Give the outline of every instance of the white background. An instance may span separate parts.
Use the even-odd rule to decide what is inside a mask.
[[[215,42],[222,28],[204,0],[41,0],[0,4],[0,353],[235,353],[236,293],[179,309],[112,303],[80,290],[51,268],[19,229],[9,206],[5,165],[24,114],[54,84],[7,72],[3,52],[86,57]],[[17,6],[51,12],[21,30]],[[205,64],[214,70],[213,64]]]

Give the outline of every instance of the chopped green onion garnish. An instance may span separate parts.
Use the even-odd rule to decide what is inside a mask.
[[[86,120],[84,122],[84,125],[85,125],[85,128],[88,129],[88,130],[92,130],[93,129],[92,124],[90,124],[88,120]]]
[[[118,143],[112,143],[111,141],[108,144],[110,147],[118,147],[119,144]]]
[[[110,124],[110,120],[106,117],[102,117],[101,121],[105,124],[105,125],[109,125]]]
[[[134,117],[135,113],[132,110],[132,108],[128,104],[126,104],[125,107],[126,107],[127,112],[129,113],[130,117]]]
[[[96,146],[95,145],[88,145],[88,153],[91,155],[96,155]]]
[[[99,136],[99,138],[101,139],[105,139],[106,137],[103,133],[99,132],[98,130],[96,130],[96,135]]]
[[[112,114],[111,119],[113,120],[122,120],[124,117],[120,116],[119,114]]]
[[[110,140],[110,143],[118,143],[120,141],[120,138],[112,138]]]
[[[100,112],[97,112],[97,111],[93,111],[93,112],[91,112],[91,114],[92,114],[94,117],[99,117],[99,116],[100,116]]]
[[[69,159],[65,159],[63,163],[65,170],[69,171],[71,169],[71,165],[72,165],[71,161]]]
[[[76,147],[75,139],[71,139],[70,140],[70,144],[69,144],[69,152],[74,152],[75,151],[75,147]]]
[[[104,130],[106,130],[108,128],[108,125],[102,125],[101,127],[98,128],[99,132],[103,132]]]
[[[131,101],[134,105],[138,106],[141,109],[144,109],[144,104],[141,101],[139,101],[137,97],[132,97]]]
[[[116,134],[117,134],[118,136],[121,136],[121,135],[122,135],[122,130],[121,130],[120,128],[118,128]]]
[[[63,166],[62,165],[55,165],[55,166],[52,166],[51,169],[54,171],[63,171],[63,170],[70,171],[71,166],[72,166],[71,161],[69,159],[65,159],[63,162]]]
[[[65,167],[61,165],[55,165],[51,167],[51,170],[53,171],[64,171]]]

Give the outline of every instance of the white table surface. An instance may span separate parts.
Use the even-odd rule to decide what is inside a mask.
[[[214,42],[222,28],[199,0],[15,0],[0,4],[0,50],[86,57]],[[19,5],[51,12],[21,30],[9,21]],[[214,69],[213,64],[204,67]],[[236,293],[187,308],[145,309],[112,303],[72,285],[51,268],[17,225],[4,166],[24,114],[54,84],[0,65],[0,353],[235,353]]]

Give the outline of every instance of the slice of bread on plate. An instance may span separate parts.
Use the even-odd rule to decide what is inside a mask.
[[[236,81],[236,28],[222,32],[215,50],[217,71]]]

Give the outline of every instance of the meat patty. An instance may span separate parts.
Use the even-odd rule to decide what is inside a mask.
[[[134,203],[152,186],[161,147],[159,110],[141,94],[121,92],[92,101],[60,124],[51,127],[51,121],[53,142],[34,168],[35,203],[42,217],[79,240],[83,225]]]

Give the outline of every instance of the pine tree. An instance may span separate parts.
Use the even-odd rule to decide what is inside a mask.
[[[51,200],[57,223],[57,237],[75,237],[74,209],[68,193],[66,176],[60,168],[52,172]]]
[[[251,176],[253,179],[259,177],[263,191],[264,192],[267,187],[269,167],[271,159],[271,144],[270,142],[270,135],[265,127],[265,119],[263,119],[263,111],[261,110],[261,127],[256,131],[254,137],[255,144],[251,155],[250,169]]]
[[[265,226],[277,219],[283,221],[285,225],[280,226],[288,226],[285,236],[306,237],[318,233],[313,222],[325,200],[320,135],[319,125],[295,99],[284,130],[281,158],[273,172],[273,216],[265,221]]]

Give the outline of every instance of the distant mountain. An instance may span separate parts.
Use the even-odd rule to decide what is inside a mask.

■ What this task involves: Repeat every line of the material exactly as given.

■ Result of the task:
Give the outline of every instance of the white background. An instance may span separate parts.
Use the even-odd rule to decide what is inside a mask.
[[[215,42],[222,28],[204,0],[41,0],[0,4],[0,353],[235,353],[236,293],[179,309],[112,303],[80,290],[51,268],[19,229],[9,206],[5,165],[24,114],[54,84],[7,72],[3,52],[86,57]],[[17,6],[51,12],[21,30]],[[205,64],[214,70],[213,64]]]

Give the outline of every instance of the chopped green onion garnish. An instance may span separate parts.
Use the even-odd rule to decide what is inside a mask.
[[[86,120],[84,122],[84,125],[85,125],[85,128],[88,129],[88,130],[92,130],[93,129],[92,124],[90,124],[88,120]]]
[[[118,143],[112,143],[111,141],[108,144],[110,147],[118,147],[119,144]]]
[[[110,124],[110,120],[106,117],[102,117],[101,121],[105,124],[105,125],[109,125]]]
[[[134,117],[135,113],[132,110],[132,108],[128,104],[126,104],[125,107],[126,107],[127,112],[129,113],[130,117]]]
[[[96,146],[95,145],[88,145],[88,153],[91,155],[96,155]]]
[[[99,136],[99,138],[101,139],[105,139],[106,137],[103,133],[99,132],[98,130],[96,130],[96,135]]]
[[[112,114],[111,119],[113,120],[122,120],[124,117],[120,116],[119,114]]]
[[[110,140],[110,143],[118,143],[120,141],[120,138],[112,138]]]
[[[100,112],[97,112],[97,111],[93,111],[93,112],[91,112],[91,114],[92,114],[94,117],[99,117],[99,116],[100,116]]]
[[[69,159],[65,159],[63,163],[65,170],[69,171],[71,169],[71,165],[72,165],[71,161]]]
[[[76,147],[75,139],[71,139],[70,140],[70,144],[69,144],[69,152],[74,152],[75,151],[75,147]]]
[[[104,130],[106,130],[108,128],[108,125],[102,125],[101,127],[98,128],[99,132],[103,132]]]
[[[131,101],[134,105],[138,106],[141,109],[144,109],[144,104],[141,101],[139,101],[137,97],[132,97]]]
[[[116,134],[117,134],[118,136],[121,136],[121,135],[122,135],[122,130],[121,130],[120,128],[118,128]]]
[[[63,166],[62,165],[55,165],[55,166],[52,166],[51,169],[54,171],[63,171],[63,170],[70,171],[71,166],[72,166],[71,161],[69,159],[65,159],[63,162]]]
[[[65,167],[61,165],[55,165],[51,167],[51,170],[53,171],[64,171]]]

Give the outline of every instance of the white table surface. An instance may span separate parts.
Use the even-odd rule to decide what is inside a mask.
[[[214,42],[222,28],[199,0],[15,0],[0,4],[0,50],[86,57]],[[19,5],[51,12],[21,30],[9,21]],[[214,69],[213,64],[204,67]],[[236,293],[187,308],[145,309],[112,303],[72,285],[51,268],[17,225],[4,166],[24,114],[54,84],[0,65],[0,353],[235,353]]]

Give the outline of every instance of the slice of bread on plate. An instance may span separate parts.
Use the even-odd rule to decide what is inside a mask.
[[[236,81],[236,28],[222,32],[215,50],[217,71]]]

Give the outline of every instance of the meat patty. An instance may span separate parts.
Use the even-odd rule to decide what is inside a mask.
[[[134,203],[152,186],[161,147],[159,110],[141,94],[121,92],[92,101],[60,124],[51,127],[51,121],[53,142],[34,168],[35,203],[42,217],[79,240],[83,225]]]

Give the outline of every instance of the pine tree. An instance may span separate parts.
Use the even-odd rule to decide what is inside a mask.
[[[51,200],[57,223],[57,237],[75,237],[74,209],[68,193],[66,176],[60,168],[52,172]]]
[[[251,176],[253,179],[259,177],[263,191],[264,192],[267,187],[269,167],[271,159],[271,144],[270,142],[270,135],[265,127],[265,119],[263,119],[263,111],[261,110],[261,127],[256,131],[254,137],[255,144],[251,155],[250,169]]]
[[[265,226],[277,219],[283,221],[285,225],[280,226],[288,226],[285,236],[306,237],[318,233],[313,222],[325,200],[320,135],[319,125],[295,99],[284,130],[281,158],[273,172],[273,216],[265,221]]]

Give the outline of every instance of the distant mountain. An instance may span separate parts.
Use the even-odd rule to decide what is inside a mask.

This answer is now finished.